==== SOURCE DOCUMENT ====
As we age, body odor changes

Laura López-Mascaraque

Neuroscientist

And why does it happen?

Because there is no degradation of fatty acids in the skin. There, they have it in little boxes, associated with a feeling of tenderness toward that smell. It is perhaps that strong smell often found in nursing homes. Normally, an elderly person doesn’t have to smell like that; some people do, but with proper hygiene and so on, you don’t have to transmit that smell. But yes, as we age, body odor changes. That is what we call the volatilome. There is one for wine, one for coffee, one human. It’s simply the smell you can have.

You spoke about how smells change with age, but it also happens with flavors.

Yes, it changes because, for example, in flavors, you have to consider that 80% of flavor is smell, not taste. Taste only recognizes the five basic flavors. That’s why older people, when they lose olfactory capacity, add more sugar or salt to things thinking that way the flavor will increase. We lose that capacity, and it is very noticeable. Also, the olfactory threshold decreases with age, unless you train it a lot; in that case, it is lost much less. All that influences how we smell things or people.

Earlier you mentioned electronic noses. How can they help identify diseases?
==== DATASET CONTENT ====
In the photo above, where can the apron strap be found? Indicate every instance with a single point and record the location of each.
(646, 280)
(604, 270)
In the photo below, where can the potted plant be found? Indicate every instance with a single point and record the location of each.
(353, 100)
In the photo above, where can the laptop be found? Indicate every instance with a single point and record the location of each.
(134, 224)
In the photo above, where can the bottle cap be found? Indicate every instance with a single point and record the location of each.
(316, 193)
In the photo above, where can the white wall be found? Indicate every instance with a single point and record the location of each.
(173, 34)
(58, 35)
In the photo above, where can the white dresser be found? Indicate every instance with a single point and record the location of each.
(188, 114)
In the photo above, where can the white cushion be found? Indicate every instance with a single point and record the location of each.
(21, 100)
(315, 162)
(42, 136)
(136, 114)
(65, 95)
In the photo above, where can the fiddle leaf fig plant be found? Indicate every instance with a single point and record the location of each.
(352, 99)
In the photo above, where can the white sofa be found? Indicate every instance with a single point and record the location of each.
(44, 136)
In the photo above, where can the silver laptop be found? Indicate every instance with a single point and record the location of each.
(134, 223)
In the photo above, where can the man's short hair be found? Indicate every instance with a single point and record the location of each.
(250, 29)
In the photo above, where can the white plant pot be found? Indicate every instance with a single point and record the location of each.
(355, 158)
====
EXERCISE INSTRUCTIONS »
1. List everything that the interview on aging and smell says has its own volatilome.
2. Reproduce the interview on aging and smell word for word from "Laura López-Mascaraque" to "happens with flavors.".
These lines come from a separate source.

RESPONSES BY TASK »
1. Wine, coffee, and humans.

2.
Laura López-Mascaraque

Neuroscientist

And why does it happen?

Because there is no degradation of fatty acids in the skin. There, they have it in little boxes, associated with a feeling of tenderness toward that smell. It is perhaps that strong smell often found in nursing homes. Normally, an elderly person doesn’t have to smell like that; some people do, but with proper hygiene and so on, you don’t have to transmit that smell. But yes, as we age, body odor changes. That is what we call the volatilome. There is one for wine, one for coffee, one human. It’s simply the smell you can have.

You spoke about how smells change with age, but it also happens with flavors.